### Job A:
In the CloudEvents converter excerpt, what is the default value of the serializer.type option?

### Source extract:
## begin

With the preceding configuration in effect, you could configure upstream functions to add id, type, traceparent, and dataSchemaName headers with the values that you want to pass to the CloudEvents converter.

If you want to provide values only for id header, use:

"value.converter.metadata.source": "value,id:header,type:generate,traceparent:header,dataSchemaName:generate"

To configure the converter to obtain id, type, traceparent, and dataSchemaName metadata from headers, use the following short syntax:

"value.converter.metadata.source": "header"

To enable the converter to retrieve the data schema name from a header, you must set schema.data.name.source.header.enable to true.

8.1.4. Debezium CloudEvents converter configuration options

When you configure a Debezium connector to use the CloudEvent converter, you can specify the following options:

Expand
Table 8.4. Descriptions of CloudEvents converter configuration options

Option

Default

Description

serializer.type

json

The encoding type to use for the CloudEvents envelope structure. The value can be json or avro.

## end

### Job B:
In the entries, from the line with "of the orange" through the last line of the entries, substitute "field survey" for "camera-trap tally" and give back only those lines, with everything else left as it is.

### Information given:
## begin

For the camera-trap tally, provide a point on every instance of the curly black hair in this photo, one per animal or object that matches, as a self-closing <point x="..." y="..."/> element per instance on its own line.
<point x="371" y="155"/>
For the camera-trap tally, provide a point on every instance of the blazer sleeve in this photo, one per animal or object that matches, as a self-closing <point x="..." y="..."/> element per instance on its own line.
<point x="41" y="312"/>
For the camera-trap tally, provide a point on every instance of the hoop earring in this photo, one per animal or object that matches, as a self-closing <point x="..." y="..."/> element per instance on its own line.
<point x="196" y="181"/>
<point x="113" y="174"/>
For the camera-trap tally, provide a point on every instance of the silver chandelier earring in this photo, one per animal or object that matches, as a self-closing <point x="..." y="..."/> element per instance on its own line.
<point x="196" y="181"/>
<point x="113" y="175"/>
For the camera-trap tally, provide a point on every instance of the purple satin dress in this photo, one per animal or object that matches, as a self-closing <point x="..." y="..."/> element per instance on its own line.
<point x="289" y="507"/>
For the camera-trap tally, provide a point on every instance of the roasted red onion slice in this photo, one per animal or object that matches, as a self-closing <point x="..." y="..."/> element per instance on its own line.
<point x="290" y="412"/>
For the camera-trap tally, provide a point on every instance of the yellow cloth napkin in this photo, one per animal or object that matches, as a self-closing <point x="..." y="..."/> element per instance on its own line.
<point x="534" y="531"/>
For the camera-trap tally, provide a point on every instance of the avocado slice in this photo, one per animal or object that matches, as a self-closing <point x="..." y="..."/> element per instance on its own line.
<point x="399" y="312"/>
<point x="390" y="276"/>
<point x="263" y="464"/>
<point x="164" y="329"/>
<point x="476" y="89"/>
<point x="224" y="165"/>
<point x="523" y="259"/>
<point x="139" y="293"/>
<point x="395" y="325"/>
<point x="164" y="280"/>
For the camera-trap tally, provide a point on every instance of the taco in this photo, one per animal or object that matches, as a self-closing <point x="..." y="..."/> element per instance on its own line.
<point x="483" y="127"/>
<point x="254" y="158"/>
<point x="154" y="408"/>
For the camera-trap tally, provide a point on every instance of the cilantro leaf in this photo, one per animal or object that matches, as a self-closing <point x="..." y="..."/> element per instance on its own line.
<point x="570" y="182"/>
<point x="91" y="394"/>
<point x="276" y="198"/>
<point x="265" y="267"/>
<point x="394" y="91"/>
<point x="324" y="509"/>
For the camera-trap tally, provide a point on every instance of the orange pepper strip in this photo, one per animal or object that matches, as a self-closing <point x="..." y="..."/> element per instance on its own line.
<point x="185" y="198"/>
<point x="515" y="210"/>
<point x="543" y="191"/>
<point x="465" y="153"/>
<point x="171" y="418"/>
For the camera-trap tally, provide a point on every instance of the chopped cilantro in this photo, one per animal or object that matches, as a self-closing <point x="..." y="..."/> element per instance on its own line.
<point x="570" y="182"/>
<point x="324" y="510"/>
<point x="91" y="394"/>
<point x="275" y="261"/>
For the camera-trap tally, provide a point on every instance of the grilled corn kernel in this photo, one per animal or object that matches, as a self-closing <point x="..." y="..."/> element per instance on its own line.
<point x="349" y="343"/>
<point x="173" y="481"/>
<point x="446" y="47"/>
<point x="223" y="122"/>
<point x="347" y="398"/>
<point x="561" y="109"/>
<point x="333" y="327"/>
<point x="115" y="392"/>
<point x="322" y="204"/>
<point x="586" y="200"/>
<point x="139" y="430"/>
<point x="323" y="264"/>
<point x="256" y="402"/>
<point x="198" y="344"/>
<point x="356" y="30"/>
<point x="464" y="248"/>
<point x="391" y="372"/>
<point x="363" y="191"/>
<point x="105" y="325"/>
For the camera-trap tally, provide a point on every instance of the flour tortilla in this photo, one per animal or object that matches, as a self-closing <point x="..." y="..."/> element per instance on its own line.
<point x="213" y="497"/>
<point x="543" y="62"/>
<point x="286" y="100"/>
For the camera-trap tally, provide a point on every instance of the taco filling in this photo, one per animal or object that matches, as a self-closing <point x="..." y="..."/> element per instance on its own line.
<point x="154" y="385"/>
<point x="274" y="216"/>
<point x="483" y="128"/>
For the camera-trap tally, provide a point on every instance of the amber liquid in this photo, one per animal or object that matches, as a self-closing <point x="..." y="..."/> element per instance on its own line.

## end

### Written reply A:
json

### Written reply B:
For the field survey, provide a point on every instance of the orange pepper strip in this photo, one per animal or object that matches, as a self-closing <point x="..." y="..."/> element per instance on its own line.
<point x="185" y="198"/>
<point x="515" y="210"/>
<point x="543" y="191"/>
<point x="465" y="153"/>
<point x="171" y="418"/>
For the field survey, provide a point on every instance of the chopped cilantro in this photo, one per animal or object that matches, as a self-closing <point x="..." y="..."/> element per instance on its own line.
<point x="570" y="182"/>
<point x="324" y="510"/>
<point x="91" y="394"/>
<point x="275" y="261"/>
For the field survey, provide a point on every instance of the grilled corn kernel in this photo, one per animal or object that matches, as a self-closing <point x="..." y="..."/> element per instance on its own line.
<point x="349" y="343"/>
<point x="173" y="481"/>
<point x="446" y="47"/>
<point x="223" y="122"/>
<point x="347" y="398"/>
<point x="561" y="109"/>
<point x="333" y="327"/>
<point x="115" y="392"/>
<point x="322" y="204"/>
<point x="586" y="200"/>
<point x="139" y="430"/>
<point x="323" y="264"/>
<point x="256" y="402"/>
<point x="198" y="344"/>
<point x="356" y="30"/>
<point x="464" y="248"/>
<point x="391" y="372"/>
<point x="363" y="191"/>
<point x="105" y="325"/>
For the field survey, provide a point on every instance of the flour tortilla in this photo, one per animal or object that matches, as a self-closing <point x="..." y="..."/> element per instance on its own line.
<point x="213" y="497"/>
<point x="543" y="62"/>
<point x="286" y="100"/>
For the field survey, provide a point on every instance of the taco filling in this photo, one per animal or object that matches, as a self-closing <point x="..." y="..."/> element per instance on its own line.
<point x="154" y="385"/>
<point x="274" y="216"/>
<point x="483" y="128"/>
For the field survey, provide a point on every instance of the amber liquid in this photo, one per animal or object that matches, as a self-closing <point x="..." y="..."/> element per instance on its own line.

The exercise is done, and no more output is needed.